# Start of Text section
GNU bug report logs - #35658
27.0.50; Problems with chunked/gzipped content in url-http

Previous Next

Package: emacs;

Reported by: Lars Ingebrigtsen <larsi <at> gnus.org>

Date: Thu, 9 May 2019 18:28:01 UTC

Severity: normal

Tags: fixed

Found in version 27.0.50

Done: Lars Ingebrigtsen <larsi <at> gnus.org>

Bug is archived. No further changes may be made.

To add a comment to this bug, you must first unarchive it, by sending
a message to control AT debbugs.gnu.org, with unarchive 35658 in the body.
You can then email your comments to 35658 AT debbugs.gnu.org in the normal way.

Toggle the display of automated, internal messages from the tracker.

View this report as an mbox folder, status mbox, maintainer mbox


Report forwarded to bug-gnu-emacs <at> gnu.org:
bug#35658; Package emacs. (Thu, 09 May 2019 18:28:01 GMT) Full text and rfc822 format available.

Acknowledgement sent to Lars Ingebrigtsen <larsi <at> gnus.org>:
New bug report received and forwarded. Copy sent to bug-gnu-emacs <at> gnu.org. (Thu, 09 May 2019 18:28:01 GMT) Full text and rfc822 format available.

Message #5 received at submit <at> debbugs.gnu.org (full text, mbox):

From: Lars Ingebrigtsen <larsi <at> gnus.org>
To: bug-gnu-emacs <at> gnu.org
Subject: 27.0.50; Problems with chunked/gzipped content in url-http
Date: Thu, 09 May 2019 14:26:49 -0400
To reproduce, say:

(url-retrieve-synchronously "https://www.facebook.com/verkstedetbar/events/?ref=page_internal")

This now appears to spin until Facebook closes the connection on their
side.

Looking at the data, it appears that Facebook outputs chunked gzipped
data, which is pretty normal.  What's not normal is that what's in the
http buffer is

HTTP/1.1 200 OK
Content-Encoding: gzip
[...]
Date: Thu, 09 May 2019 17:45:53 GMT
Transfer-Encoding: chunked
Connection: keep-alive

3^_\213^H^@^@^@^@^@^@...
# End of Text section
__What the exercise asks__.
Please answer these questions about the bug report above:
1. What severity is listed for the bug?
2. Which Emacs function is called in the reproduction step?
3. Until what point does that call appear to spin?
# Start of Extracted data
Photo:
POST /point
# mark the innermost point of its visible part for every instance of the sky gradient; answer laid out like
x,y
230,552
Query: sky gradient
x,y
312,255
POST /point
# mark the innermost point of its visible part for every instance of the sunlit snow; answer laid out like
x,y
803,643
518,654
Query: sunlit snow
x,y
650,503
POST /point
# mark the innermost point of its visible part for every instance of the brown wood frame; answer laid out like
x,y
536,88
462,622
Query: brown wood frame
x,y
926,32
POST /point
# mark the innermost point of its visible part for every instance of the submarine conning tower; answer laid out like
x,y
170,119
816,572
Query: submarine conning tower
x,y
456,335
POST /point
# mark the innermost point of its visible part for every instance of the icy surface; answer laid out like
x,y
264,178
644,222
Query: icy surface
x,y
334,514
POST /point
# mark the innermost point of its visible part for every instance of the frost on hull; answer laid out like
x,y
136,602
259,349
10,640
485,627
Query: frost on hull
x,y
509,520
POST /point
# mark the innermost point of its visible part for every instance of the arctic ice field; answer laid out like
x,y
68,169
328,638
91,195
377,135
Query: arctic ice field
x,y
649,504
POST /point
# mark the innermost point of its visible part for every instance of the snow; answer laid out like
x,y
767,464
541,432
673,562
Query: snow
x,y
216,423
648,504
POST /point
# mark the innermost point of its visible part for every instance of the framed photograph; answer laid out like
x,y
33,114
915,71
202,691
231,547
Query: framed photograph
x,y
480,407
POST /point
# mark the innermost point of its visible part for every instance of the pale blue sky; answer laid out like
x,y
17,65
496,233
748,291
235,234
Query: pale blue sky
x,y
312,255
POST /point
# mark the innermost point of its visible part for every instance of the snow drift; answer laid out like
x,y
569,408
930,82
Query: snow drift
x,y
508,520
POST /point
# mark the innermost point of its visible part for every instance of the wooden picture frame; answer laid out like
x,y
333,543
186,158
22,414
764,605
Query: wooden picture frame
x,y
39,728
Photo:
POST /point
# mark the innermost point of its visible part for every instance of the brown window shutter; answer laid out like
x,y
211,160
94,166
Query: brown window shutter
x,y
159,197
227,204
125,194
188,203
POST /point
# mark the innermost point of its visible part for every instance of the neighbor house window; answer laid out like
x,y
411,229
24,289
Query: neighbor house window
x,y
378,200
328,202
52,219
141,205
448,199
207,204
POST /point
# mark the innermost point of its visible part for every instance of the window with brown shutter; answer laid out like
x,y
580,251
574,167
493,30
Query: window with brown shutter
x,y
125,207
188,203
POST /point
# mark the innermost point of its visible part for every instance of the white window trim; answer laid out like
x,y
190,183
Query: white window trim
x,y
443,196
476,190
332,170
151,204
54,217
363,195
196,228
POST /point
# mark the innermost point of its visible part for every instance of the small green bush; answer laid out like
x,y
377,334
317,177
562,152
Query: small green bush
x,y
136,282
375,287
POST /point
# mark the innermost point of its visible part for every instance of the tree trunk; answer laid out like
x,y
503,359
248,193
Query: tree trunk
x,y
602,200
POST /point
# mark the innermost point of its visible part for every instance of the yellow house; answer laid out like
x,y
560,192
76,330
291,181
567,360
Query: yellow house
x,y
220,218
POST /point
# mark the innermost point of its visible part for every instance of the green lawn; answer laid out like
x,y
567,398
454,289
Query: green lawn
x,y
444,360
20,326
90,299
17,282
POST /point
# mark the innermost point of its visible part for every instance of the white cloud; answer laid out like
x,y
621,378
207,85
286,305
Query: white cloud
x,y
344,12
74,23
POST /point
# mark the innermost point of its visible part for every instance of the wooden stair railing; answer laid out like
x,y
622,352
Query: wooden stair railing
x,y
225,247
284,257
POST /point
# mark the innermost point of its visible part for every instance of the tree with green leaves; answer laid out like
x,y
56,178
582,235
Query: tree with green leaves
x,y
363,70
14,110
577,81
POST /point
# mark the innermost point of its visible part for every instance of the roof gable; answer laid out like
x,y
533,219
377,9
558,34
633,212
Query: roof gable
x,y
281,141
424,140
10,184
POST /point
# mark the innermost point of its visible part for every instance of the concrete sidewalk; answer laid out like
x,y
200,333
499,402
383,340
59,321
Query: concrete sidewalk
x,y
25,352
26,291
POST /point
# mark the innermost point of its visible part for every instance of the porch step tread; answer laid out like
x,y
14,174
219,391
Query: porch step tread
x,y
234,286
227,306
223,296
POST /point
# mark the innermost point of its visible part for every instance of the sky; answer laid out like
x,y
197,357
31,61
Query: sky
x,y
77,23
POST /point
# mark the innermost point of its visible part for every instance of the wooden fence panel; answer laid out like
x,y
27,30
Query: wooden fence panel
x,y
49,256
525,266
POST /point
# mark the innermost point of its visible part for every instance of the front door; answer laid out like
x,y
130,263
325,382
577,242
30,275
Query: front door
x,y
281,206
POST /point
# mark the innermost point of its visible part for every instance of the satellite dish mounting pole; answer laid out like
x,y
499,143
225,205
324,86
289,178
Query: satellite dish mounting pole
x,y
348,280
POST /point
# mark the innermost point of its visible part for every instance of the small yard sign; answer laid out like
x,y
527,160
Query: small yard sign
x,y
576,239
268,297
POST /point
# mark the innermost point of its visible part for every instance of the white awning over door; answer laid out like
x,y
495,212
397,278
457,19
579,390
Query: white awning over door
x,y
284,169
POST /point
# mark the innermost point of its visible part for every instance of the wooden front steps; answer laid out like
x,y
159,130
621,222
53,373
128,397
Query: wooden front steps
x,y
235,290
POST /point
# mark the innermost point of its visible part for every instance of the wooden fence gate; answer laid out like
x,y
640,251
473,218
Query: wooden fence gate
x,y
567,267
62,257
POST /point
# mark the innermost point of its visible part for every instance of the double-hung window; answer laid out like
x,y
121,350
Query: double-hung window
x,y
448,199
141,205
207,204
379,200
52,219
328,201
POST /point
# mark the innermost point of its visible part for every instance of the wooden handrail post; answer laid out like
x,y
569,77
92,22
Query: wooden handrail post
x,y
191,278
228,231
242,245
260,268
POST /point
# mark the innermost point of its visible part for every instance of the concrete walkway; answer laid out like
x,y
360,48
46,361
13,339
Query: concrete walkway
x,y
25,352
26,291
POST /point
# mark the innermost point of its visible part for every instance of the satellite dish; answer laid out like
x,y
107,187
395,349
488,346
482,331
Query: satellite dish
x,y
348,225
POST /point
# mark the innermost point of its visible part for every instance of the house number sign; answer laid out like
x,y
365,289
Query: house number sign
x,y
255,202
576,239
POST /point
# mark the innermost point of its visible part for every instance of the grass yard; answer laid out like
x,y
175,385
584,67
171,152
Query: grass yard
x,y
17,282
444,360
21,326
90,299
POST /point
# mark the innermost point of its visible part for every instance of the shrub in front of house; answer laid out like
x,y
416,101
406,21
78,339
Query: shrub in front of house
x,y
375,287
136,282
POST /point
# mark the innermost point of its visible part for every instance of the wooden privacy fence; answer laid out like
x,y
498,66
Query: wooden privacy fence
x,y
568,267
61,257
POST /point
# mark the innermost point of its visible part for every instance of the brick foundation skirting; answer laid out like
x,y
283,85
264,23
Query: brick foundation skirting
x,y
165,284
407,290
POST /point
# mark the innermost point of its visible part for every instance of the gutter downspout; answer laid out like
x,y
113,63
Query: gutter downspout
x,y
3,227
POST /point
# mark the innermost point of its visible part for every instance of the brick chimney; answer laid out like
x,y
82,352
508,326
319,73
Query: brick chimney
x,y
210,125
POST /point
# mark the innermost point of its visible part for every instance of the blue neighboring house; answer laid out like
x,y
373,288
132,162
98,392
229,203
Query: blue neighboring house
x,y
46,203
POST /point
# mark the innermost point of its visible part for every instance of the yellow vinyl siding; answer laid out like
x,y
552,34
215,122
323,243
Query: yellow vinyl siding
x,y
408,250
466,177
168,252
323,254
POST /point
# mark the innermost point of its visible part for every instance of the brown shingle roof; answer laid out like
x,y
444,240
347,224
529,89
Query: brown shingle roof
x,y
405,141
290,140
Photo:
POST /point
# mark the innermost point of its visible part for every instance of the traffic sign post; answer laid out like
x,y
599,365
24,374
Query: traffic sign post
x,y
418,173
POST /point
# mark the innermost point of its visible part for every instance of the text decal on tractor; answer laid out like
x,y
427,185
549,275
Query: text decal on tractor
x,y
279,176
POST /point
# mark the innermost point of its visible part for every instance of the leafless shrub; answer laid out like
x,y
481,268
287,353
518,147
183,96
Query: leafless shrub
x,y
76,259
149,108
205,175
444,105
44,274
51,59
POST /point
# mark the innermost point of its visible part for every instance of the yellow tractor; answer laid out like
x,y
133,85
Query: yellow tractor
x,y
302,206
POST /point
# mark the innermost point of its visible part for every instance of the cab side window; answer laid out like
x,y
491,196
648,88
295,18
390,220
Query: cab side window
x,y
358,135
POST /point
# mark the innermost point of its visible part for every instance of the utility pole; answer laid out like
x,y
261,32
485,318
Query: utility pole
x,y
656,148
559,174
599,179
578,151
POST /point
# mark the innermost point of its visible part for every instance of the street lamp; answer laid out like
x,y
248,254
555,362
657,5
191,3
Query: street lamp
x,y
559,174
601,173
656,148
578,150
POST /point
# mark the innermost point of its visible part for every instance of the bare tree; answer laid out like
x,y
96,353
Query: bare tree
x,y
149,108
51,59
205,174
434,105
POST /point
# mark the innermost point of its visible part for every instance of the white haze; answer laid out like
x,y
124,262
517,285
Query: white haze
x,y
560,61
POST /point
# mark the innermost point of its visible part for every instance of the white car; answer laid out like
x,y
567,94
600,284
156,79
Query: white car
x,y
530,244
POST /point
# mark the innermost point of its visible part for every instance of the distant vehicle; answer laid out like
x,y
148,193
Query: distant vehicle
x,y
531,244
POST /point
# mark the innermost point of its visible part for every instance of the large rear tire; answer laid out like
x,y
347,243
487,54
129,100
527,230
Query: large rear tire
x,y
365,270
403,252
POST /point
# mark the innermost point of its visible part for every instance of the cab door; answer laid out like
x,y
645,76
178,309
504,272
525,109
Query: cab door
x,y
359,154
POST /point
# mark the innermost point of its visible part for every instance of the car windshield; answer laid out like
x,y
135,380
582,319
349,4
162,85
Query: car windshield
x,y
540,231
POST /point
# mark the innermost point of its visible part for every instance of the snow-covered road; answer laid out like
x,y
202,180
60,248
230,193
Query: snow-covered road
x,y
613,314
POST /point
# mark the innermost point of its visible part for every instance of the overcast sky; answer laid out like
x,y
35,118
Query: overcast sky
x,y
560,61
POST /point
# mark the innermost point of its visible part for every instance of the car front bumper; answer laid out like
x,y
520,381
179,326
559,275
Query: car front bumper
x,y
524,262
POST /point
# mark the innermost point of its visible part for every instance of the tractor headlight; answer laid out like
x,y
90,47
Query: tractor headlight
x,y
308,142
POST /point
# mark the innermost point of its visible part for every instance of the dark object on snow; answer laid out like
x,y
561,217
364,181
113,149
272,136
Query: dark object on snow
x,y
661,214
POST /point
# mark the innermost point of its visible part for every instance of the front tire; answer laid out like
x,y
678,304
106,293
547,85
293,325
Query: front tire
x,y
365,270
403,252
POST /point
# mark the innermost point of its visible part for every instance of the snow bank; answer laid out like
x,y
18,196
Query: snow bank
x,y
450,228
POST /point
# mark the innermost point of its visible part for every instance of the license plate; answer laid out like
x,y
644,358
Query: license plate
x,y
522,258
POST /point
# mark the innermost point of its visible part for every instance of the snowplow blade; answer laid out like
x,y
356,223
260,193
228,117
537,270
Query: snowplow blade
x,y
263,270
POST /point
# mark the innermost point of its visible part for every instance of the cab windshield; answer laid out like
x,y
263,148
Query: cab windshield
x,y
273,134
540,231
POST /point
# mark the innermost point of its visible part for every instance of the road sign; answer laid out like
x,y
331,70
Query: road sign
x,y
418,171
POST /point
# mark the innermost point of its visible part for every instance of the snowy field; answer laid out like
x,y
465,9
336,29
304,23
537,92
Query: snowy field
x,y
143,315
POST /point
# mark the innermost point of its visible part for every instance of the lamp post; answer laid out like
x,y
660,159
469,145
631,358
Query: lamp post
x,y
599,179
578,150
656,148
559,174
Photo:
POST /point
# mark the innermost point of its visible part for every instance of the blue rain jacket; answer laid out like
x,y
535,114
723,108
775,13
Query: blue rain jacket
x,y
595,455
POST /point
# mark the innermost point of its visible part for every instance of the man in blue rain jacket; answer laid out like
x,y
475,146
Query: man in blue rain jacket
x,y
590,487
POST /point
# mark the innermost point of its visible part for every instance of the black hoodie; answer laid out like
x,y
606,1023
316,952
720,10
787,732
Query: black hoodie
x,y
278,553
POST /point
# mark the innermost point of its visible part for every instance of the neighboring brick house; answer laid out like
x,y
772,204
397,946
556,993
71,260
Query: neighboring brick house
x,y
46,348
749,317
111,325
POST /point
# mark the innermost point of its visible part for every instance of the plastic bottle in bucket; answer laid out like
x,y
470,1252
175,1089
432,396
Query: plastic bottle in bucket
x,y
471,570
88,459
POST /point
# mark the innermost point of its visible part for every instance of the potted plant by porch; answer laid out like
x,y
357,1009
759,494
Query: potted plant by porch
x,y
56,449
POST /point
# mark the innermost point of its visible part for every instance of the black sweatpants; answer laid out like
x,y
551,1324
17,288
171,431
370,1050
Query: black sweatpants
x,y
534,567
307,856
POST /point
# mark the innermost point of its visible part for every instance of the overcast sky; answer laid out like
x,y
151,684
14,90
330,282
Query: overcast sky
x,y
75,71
# End of Extracted data
__Result of this task__.
1. Normal.
2. url-retrieve-synchronously.
3. Until Facebook closes the connection on their side.